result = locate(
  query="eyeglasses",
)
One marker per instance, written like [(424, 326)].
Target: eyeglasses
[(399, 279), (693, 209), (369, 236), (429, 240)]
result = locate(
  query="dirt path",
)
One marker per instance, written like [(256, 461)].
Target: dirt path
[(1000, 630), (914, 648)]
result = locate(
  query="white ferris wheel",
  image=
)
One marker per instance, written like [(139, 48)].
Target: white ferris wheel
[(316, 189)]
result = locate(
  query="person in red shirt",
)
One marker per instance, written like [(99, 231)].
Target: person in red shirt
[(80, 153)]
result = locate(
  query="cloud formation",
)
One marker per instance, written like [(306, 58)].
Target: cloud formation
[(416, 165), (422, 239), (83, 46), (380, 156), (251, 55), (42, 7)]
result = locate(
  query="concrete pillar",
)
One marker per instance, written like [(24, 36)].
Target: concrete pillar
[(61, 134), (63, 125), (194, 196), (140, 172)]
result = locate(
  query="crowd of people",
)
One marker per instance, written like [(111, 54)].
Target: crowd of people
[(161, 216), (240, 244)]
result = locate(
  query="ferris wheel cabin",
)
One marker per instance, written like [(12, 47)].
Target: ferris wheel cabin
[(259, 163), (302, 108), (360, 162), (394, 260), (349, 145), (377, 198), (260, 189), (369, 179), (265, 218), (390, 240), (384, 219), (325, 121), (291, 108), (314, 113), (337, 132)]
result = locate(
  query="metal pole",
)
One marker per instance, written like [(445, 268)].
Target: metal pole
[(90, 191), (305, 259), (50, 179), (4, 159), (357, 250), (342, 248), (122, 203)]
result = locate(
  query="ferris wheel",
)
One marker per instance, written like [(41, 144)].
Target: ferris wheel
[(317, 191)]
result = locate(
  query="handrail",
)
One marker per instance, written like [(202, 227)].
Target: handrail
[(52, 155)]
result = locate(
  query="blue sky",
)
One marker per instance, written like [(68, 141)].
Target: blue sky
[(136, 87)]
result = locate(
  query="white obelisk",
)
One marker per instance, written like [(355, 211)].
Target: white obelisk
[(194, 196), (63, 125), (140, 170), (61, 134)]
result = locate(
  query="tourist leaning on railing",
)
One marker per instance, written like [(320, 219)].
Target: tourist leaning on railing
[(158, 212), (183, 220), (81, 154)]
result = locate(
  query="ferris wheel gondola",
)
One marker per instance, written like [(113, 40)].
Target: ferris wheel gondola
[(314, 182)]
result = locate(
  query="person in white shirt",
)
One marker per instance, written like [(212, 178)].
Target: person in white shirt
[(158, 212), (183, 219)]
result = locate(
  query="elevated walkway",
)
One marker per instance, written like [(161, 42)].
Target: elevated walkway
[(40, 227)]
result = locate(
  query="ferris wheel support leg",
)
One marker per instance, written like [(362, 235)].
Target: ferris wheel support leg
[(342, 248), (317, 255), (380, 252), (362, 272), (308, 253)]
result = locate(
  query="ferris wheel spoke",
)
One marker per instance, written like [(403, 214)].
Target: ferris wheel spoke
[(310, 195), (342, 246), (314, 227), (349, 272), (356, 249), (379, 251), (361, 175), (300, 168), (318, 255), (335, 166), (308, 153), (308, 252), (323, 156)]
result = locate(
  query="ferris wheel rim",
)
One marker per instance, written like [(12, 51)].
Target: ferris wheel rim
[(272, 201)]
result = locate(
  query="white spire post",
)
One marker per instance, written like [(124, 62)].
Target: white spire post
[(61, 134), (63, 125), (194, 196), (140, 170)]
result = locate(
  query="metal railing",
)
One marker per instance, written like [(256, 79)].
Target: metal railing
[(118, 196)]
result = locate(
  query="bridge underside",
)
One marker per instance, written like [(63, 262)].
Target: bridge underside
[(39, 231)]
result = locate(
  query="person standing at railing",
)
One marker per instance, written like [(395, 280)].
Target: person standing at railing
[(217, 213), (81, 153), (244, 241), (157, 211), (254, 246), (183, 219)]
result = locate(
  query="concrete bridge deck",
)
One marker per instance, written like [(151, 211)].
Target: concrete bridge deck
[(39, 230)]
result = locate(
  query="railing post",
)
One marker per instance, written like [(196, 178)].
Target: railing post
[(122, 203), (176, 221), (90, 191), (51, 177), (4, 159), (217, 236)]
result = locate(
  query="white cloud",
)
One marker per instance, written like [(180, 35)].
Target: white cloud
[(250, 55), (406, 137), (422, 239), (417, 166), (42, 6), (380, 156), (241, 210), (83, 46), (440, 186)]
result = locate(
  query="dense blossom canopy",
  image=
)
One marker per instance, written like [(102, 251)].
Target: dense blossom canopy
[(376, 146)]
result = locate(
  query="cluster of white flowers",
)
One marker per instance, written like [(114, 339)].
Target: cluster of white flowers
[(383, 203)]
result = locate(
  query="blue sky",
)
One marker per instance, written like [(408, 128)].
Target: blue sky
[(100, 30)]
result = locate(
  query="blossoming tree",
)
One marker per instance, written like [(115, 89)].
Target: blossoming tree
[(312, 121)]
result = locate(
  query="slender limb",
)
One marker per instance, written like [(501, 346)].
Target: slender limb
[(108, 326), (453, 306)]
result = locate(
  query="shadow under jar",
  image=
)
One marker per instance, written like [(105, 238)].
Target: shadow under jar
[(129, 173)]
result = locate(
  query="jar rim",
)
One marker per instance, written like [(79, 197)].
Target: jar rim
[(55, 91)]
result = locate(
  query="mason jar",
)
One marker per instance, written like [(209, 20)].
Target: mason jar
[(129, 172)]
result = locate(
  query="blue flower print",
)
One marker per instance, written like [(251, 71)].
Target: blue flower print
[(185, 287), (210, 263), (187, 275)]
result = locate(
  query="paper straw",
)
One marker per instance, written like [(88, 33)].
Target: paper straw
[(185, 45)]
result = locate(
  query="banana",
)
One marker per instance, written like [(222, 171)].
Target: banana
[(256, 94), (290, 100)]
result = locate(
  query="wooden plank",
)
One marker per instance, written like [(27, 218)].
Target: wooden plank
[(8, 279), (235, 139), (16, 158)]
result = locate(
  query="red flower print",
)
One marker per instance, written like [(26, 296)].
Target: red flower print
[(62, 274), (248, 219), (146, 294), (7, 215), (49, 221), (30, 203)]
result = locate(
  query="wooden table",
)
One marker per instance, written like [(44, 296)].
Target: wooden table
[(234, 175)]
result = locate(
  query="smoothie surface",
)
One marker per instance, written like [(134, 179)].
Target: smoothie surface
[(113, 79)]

• • • •

▸ **任务详情**
在上面的数据中找出所有含有字符串“paper”的行，并逐行照抄出来。匹配时区分大小写。

▸ **问题解答**
  query="paper straw",
Target: paper straw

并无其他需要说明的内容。